#### Source text:
Chinatown in Limehouse
London’s Chinatown today occupies a prime position in the West End, around Shaftesbury Avenue, Lisle Street and Gerrard Street. Brushing aside the occasional lurid restaurants about triads and gambling, most Londoners will have visited at some point, to enjoy the restaurants or New Year celebrations.
But the old Chinatown, which existed until the early 1930s in Limehouse, was a far scarier proposition for Londoners - whether for good reasons or simply because the press of the time were less cautious about sensational and racist headlines.
By the time the Sunday People started a series of pieces on May Flack, the ‘White Woman Ruler of Chinatown’ on 17 April 1932, the area’s heyday was over. Nonetheless, the readers of the Sunday tabloid thrilled to a weekly diet of how May had, for 21 years, been ‘the uncrowned queen’ of the quarter. ‘May Flack has stopped knife fights and revolver battles and lives to tell the tale’, boasted the paper.
Limehouse had always had immigration. As a port and centre of boatbuilding since medieval times, one of London’s oldest ‘villages’ built up a ‘Lascar’ population. This was a catch-all term for Asian sailors who, having working a passage to London, were often paid off (and marooned) when they got to Limehouse. Many stayed, but Chinatown really became established around the 1860s. By 1890, there were two distinct communities in the East End. Shanghai Chinese were settled round Pennyfields, Amony Place and Ming Street (between the present Westferry and Poplar DLR stations). And Chinese from southern China and Canton lived around Gill Street and Limehouse Causeway. By 1911, the whole area had been dubbed Chinatown.
From Victorian times, the East End had been feared as a place of poverty and depravity by the rest of London, and Chinatown was thrown into the mix, with lurid tales of opium dens, white slaving and reckless gambling. Sherlock Holmes discovered rich young white men slumming it here; Oscar Wilde evidenced the corruption of Dorian Gray by showing him in a Limehouse opium house; DW Griffith researched his movie Broken Blossoms here; most famously, Sax Rohmer invented Fu-Manchu “the yellow peril incarnate in one man”. The newspapers lapped it up, running stories of the ‘Yellow Peril’: and Rohmer had first visited Limehouse as a reporter, researching such a piece for the Daily Sketch.

#### Data lines:

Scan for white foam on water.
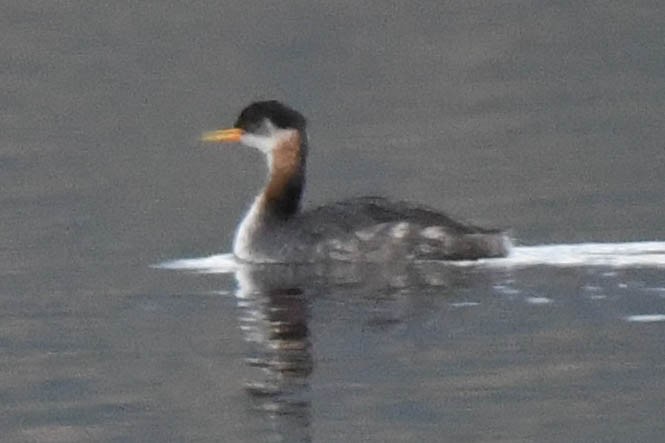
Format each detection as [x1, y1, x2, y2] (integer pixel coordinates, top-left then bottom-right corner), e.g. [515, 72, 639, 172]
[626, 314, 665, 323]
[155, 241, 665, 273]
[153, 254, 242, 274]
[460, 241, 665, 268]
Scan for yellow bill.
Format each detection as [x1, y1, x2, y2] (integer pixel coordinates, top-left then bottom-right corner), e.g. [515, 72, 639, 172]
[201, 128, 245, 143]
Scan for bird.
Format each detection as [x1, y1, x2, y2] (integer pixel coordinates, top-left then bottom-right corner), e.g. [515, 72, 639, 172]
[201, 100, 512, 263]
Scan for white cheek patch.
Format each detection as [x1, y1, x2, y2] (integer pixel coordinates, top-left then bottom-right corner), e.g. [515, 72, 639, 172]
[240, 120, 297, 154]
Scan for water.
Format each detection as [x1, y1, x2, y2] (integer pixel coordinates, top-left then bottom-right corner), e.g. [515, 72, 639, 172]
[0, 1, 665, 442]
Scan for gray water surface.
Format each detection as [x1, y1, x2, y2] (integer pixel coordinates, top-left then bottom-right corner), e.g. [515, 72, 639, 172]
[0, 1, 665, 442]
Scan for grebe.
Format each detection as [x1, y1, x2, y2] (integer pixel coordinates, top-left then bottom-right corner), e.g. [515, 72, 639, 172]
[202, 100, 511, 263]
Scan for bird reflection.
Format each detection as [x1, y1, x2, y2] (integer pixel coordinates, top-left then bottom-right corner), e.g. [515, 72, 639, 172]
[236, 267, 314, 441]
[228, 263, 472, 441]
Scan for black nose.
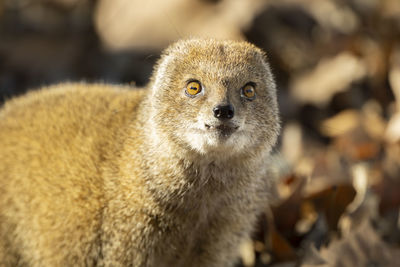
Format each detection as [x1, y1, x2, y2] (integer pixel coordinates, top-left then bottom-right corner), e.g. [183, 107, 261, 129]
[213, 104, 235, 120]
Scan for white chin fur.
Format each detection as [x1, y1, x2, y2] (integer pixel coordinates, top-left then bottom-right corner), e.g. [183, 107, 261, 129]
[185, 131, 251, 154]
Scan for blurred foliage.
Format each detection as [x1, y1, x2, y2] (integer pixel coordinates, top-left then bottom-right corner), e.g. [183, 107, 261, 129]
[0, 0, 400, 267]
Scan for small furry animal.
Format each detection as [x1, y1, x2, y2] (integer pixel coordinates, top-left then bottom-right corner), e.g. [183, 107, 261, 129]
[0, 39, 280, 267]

* * *

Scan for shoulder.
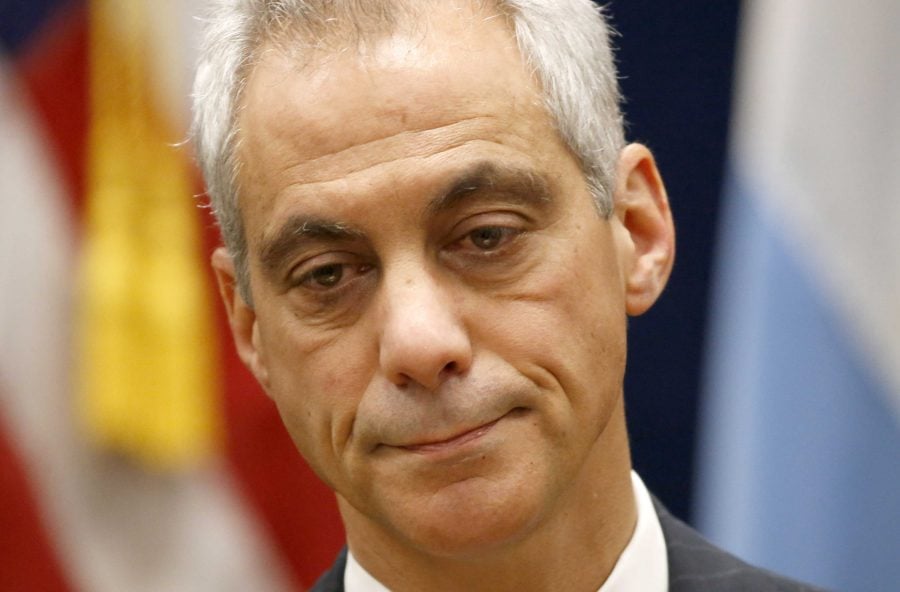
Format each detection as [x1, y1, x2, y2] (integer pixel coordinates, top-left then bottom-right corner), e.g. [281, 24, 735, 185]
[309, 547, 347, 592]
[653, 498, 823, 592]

#### Actions to take:
[1] In the text about Chinatown in Limehouse, by what year had the whole area come to be called Chinatown?
[2] Turn the paragraph of the Limehouse Chinatown text that begins "From Victorian times" into a bulleted list that keeps its main facts.
[3] Carry on the Limehouse Chinatown text from its final sentence.
The rows are separate material and have no connection to the text about Chinatown in Limehouse.

#### Answers for the exercise:
[1] By 1911.

[2]
- From Victorian times, the rest of London feared the East End as a place of poverty and depravity, and Chinatown was included in that view.
- Lurid tales circulated of opium dens, white slaving and reckless gambling.
- Sherlock Holmes discovered rich young white men slumming it there.
- Oscar Wilde showed Dorian Gray's corruption by placing him in a Limehouse opium house.
- DW Griffith researched his movie Broken Blossoms there.
- Sax Rohmer invented Fu-Manchu, "the yellow peril incarnate in one man."
- Newspapers ran stories of the "Yellow Peril," and Rohmer first visited Limehouse as a reporter researching such a piece for the Daily Sketch.

[3]
The truth of course was rather different. Novelist Arnold Bennet visited Limehouse in April 1925 and saw: “On the whole a rather flat night. Still we saw the facts. We saw no vice whatever. The Inspector of Police gave the Chinese an exceedingly good character.” This was, in fact, a settled, segregated and quite small community. There were Chinese sailors serving in both Merchant and Royal Navies, and a good deal of intermarriage with English women.
The People’s reporter had a long talk with Mrs Flack, who had come to the area from Worcester 21 years before. “To her door come Chinese, Lascars, Germans, Scandinavians and other stray nationals washed up on the dock areas by itinerant shipping from the seven seas … May never fails them.’ May’s tale of disarming fighting men (sometimes literally) and facing down angry mobs, certainly makes stirring reading: the reporter acutely describes her tale as “like a page from a romantic novel”.
Rather disappointingly for The People, amidst all the tales of pitched battles and blood feuds, May admits that “opium smoking and heavy gambling have more or less been stamped out in Limehouse. The law has got a hold on Chinatown at last”. Her words conceal a darker truth. Chinatown had been targeted for years. The Chinese population peaked just after World War I at around 3000. In November 1918, actor Billie Carleton was found dead in her bed, possibly from an overdose of cocaine, possibly purchased in Chinatown.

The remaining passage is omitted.